*Given problem:*
Format the lines of the records as a numbered list, starting at the line that contains "Target: green foliage" and ending at the line that contains "[[[11,80],[119,80],[120,40],[11,69]],[[1,72],[0,72],[1,74]]]", with both of those lines included and blank lines left out.

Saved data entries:
▬▬▬

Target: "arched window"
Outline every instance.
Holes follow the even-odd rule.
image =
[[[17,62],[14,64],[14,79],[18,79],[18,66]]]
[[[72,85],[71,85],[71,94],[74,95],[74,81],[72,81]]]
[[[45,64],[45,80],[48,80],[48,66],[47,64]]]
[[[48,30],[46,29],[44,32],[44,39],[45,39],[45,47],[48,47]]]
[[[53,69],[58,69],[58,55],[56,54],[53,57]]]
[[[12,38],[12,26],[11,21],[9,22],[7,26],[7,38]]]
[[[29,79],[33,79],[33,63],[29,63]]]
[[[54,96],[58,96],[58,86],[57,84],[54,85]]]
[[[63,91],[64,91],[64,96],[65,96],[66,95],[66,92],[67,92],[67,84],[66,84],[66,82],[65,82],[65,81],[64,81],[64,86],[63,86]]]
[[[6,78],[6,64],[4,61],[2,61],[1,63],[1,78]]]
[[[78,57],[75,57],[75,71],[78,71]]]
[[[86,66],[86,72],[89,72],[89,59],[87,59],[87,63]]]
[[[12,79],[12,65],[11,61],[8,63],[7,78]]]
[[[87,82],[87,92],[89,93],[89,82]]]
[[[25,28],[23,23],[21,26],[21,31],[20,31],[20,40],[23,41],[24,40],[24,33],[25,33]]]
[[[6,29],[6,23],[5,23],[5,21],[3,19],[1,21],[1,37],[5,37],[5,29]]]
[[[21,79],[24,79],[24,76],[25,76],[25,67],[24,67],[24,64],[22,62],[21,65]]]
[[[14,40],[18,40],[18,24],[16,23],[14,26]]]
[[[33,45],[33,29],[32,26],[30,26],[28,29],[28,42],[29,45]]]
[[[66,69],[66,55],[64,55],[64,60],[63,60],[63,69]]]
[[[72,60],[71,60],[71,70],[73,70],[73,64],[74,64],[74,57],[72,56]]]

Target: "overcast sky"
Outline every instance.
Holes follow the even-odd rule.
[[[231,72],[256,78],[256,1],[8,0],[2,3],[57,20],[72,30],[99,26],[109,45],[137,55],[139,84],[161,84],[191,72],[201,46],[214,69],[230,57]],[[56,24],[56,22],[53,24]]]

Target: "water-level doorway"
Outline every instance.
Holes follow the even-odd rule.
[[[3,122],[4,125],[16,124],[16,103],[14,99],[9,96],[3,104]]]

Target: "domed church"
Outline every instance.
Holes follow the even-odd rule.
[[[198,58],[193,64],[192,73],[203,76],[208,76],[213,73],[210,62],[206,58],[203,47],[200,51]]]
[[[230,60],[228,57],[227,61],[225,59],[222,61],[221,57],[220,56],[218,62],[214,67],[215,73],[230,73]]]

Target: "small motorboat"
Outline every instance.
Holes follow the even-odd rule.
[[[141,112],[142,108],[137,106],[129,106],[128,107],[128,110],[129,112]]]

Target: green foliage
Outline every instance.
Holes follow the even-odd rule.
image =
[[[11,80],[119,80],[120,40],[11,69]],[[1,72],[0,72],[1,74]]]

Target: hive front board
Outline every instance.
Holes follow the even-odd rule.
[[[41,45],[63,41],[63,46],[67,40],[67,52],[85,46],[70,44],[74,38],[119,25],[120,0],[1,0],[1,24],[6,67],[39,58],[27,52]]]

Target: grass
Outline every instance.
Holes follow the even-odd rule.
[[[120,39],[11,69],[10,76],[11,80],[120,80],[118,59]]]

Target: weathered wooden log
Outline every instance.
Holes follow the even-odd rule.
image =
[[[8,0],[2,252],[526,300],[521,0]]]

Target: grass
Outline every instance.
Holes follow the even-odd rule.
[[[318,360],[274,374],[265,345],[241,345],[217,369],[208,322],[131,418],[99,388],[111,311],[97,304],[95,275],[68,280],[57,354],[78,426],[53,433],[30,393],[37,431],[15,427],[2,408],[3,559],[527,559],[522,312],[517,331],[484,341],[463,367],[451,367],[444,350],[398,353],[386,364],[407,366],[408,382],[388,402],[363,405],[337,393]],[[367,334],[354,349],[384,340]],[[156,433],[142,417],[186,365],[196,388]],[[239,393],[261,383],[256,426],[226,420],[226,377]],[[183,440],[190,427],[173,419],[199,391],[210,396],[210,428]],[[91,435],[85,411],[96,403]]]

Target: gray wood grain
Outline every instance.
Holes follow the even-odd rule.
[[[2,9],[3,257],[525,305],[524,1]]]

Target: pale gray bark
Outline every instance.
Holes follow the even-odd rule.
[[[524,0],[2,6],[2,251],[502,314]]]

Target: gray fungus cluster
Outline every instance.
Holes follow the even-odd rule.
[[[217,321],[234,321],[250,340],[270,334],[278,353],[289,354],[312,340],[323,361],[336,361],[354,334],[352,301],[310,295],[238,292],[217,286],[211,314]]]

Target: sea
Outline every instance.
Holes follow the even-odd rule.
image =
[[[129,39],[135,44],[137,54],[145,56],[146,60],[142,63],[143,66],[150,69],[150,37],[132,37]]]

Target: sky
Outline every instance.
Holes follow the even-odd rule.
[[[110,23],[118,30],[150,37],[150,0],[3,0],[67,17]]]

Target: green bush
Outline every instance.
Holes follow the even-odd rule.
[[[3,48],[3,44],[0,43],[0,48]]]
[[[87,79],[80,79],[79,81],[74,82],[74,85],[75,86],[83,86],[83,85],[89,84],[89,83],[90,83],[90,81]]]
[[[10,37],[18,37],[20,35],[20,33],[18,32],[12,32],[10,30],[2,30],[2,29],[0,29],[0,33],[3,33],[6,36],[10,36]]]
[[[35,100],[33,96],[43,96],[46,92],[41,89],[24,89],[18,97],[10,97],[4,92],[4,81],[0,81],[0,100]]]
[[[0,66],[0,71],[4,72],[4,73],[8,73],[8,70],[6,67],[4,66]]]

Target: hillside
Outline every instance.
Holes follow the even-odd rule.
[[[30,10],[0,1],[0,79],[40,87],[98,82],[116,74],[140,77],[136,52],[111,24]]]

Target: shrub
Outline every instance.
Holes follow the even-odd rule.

▬▬▬

*Answer for the task:*
1. Target: green foliage
2. Outline every instance.
3. Holes follow the even-odd rule.
4. image =
5. [[[11,80],[119,80],[120,40],[11,69]],[[1,72],[0,72],[1,74]]]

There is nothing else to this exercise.